Il Ministero dell’Ambiente definisce rifiuto “tutte le sostanze o gli oggetti che derivano da attività umane o da cicli naturali, di cui il detentore si disfi o abbia deciso o abbia l’obbligo di disfarsi.”
Qualsiasi sostanza sia esplicitata ed elencata nell’allegato A alla parte quarta del d.lgs. n. 152/2006 (elenco delle categorie di rifiuti da Q1 a Q16) è ritenuto un rifiuto.
Questa categorizzazione fa esclusione di alcuni elementi:
- materie prime secondarie, oggetti creati da operazioni di riciclo che hanno un valore economico sul mercato;
- sottoprodotti, sostanze e materiali dei quali il produttore non intende disfarsi per farne un impiego certo senza creare danno all’ambiente;
- terre e rocce da scavo, rientrano nella definizione di sottoprodotto fin tanto che queste vengano nuovamente utilizzate in sostituzioni di materiali da cava nei processi industriali oppure per rinterri e riempimenti nello stesso luogo di scavo.
Come vengono classificati
Tutti i rifiuti elencato nel documento sopracitato vengono distinti e classificati come:
- rifiuti urbani;
- rifiuti speciali;
- rifiuti pericolosi.
La categoria degli urbani comprende i rifiuti provenienti sia dalle abitazioni che dalle strade, sono entrambi soggetti alla raccolta differenziata e successivamente al riciclo.

--

▸ **ATTIVITÀ**:
- A) Nel testo sui rifiuti, quale allegato del d.lgs. n. 152/2006 contiene l'elenco delle categorie di rifiuti?
- B) Elenca, per favore, tutto ciò che il testo sui rifiuti esclude dalla categorizzazione.

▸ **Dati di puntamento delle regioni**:
--

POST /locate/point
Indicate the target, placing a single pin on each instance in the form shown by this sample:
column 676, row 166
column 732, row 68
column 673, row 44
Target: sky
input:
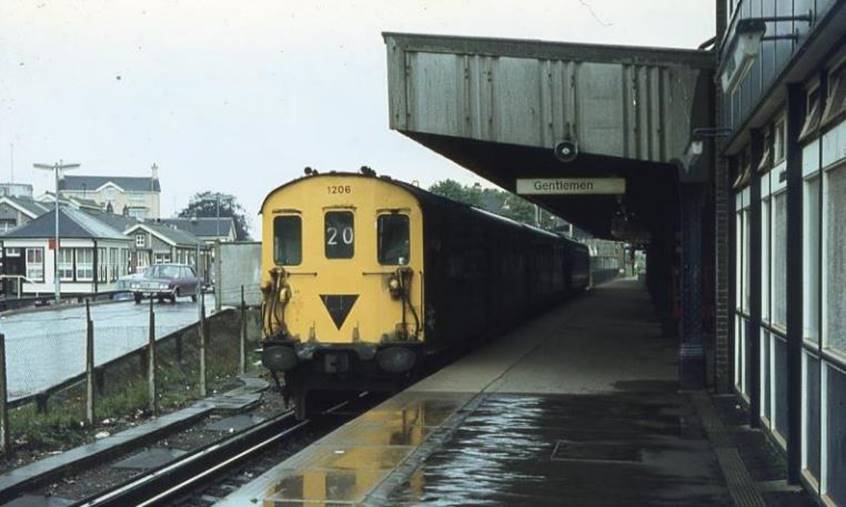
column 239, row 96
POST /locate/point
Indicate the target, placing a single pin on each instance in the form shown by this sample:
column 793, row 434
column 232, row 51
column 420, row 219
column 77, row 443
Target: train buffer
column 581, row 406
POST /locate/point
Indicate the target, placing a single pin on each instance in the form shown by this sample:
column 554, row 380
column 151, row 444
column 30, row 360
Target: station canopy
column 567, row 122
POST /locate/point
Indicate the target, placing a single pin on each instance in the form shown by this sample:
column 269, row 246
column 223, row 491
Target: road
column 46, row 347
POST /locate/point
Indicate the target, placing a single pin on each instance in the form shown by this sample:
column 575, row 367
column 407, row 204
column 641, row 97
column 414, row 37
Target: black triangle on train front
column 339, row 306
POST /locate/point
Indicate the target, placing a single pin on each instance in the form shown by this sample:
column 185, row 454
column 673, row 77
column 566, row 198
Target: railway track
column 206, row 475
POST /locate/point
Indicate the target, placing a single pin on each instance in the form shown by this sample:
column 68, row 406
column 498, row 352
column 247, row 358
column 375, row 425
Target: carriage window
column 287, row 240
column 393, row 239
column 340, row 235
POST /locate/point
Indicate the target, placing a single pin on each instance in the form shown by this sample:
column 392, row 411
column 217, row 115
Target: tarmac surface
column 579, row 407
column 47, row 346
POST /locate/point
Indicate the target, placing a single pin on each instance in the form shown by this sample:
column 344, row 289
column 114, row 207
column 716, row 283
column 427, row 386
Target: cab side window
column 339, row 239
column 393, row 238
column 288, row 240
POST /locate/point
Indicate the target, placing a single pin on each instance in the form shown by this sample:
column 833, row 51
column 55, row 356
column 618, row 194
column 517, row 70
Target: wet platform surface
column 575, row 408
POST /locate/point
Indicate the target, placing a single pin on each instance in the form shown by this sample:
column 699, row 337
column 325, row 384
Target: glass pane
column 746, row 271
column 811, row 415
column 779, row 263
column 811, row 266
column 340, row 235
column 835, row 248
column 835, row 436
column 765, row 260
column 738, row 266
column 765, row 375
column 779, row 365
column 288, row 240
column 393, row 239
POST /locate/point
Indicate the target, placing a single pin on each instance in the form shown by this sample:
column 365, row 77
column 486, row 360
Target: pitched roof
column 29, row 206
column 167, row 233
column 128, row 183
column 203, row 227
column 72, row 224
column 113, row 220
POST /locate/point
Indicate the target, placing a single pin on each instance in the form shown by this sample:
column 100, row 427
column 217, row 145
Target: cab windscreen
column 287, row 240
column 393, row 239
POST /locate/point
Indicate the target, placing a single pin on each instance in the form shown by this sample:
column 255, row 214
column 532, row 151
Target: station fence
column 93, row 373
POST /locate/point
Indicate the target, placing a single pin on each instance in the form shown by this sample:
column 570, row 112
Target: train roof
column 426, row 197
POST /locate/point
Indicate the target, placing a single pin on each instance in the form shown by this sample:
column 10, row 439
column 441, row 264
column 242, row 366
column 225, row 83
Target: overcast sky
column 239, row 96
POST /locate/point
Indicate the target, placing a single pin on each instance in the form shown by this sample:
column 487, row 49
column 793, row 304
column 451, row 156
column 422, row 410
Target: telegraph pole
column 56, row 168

--

▸ **SOLUZIONI DELL'ESERCIZIO**:
- A) L'allegato A alla parte quarta del d.lgs. n. 152/2006, con le categorie da Q1 a Q16.

- B)
- Materie prime secondarie
- Sottoprodotti
- Terre e rocce da scavo